## Work to be completed
Retype the stretch of the records below from the line containing "of the grass" through the end of the records, with both ends included and nothing else.

## Materials provided
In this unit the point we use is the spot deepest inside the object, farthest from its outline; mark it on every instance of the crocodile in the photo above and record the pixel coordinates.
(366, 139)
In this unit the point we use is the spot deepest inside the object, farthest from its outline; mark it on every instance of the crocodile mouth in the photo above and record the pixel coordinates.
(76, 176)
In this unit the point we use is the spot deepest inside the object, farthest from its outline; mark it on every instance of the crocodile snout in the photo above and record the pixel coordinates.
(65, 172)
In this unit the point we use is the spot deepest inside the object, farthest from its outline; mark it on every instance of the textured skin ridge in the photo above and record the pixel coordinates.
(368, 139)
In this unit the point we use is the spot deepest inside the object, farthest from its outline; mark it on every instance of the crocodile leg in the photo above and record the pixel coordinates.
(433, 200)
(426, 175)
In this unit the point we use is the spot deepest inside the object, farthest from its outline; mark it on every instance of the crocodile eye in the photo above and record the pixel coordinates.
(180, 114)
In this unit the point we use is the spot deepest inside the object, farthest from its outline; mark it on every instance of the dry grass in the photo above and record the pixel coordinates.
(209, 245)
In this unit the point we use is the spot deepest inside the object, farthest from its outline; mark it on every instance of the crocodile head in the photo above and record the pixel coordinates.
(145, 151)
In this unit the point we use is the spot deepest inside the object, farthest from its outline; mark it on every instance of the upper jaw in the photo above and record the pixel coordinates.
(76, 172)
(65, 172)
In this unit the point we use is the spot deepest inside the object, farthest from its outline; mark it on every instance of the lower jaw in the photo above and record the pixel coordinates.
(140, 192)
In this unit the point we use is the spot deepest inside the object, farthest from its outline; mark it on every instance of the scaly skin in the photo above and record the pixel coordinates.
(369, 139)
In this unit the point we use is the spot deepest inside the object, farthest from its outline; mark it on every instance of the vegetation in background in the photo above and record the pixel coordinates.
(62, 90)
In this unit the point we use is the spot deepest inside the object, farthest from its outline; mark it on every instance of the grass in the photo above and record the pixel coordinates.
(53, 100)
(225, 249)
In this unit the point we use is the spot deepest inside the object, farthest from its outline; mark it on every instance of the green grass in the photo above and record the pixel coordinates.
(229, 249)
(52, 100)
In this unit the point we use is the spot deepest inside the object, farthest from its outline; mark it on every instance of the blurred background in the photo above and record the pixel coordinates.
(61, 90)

## Response to the task
In this unit the point we use is the spot deepest inside the object, farthest from its outline; mark it on every instance of the grass in the photo above and record the pixel coordinates.
(53, 100)
(225, 249)
In this unit the point we use is the spot deepest inside the object, farthest from its outline; mark it on every instance of the green grass in the photo above and record the pixel coordinates.
(229, 249)
(52, 100)
In this unit the point we use is the spot deepest inside the object, farthest from its outline; mark it on every instance of the blurred background in the photo above and record the pixel coordinates.
(61, 90)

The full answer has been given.